## Task goal
Exactly reproduce each line of the listing that follows.

Object location annotation data
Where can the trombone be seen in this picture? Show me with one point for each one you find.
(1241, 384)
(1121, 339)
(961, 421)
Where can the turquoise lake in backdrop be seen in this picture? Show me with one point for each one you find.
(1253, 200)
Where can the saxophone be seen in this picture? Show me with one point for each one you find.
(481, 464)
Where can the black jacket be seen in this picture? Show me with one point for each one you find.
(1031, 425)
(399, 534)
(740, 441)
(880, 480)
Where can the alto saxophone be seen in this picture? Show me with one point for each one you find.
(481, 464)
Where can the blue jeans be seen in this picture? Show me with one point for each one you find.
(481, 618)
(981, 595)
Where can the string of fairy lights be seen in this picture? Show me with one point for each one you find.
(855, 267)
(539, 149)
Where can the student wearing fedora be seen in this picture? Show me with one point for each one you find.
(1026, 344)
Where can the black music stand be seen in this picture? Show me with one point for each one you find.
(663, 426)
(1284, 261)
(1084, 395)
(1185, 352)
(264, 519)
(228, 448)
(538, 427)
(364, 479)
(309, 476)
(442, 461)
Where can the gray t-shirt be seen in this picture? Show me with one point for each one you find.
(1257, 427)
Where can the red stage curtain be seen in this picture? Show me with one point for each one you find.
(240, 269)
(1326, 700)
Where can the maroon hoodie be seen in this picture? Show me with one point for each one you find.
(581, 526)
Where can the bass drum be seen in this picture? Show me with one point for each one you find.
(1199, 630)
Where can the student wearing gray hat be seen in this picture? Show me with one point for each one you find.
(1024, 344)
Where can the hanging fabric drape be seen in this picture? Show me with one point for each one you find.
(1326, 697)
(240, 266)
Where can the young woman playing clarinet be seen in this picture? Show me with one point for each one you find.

## Response to this exercise
Where can the trombone be seen in this picture? Show me with one point for each one you find.
(1241, 384)
(1121, 339)
(961, 421)
Where can the turquoise lake in backdrop be seen in this picture? Show me with one point for each one you find.
(1253, 200)
Where can the saxophone be seen in this picture? Show me with one point for each one you find.
(481, 464)
Where can the black jacket be seen in this picture? Show me with one point for each one you find.
(1031, 425)
(399, 534)
(740, 441)
(880, 480)
Where can the alto saxophone be seen in this picture? Show me with one point for each one you find.
(481, 464)
Where can the blue jeans be seen in this picture? Show me with one point for each one you find.
(481, 618)
(981, 595)
Where can the string of fairy lights be seen in this picture? Show me with one point for each one you find.
(855, 267)
(539, 149)
Where can the student wearing fedora be seen in this picture? Show me with one point for each one you find.
(1026, 344)
Where can the black music stand be seen in this picture? Show me with one point for each one you find.
(663, 426)
(1284, 261)
(1084, 395)
(1185, 352)
(264, 519)
(228, 448)
(538, 427)
(364, 479)
(309, 476)
(442, 461)
Where can the gray t-shirt be seen in this picture? Show me with one point for each one you find.
(1257, 427)
Where can the red stage curtain be seen in this picture? Show me with one point for each one you find.
(240, 269)
(1326, 700)
Where can the maroon hoodie be seen in this picture? Show me with one point for each one you find.
(581, 526)
Where can the bass drum be seen in this picture? Show me with one point for each one you find.
(1199, 630)
Where can the student wearing gray hat be seen in this picture? Show me with one point for each one you find.
(1024, 344)
Where can the hanging fabric drape be seen in this picture? Show me with one point for each one you find.
(1326, 697)
(240, 266)
Where can the young woman playing clarinet be seen in this picture? Show me with one point for each one you find.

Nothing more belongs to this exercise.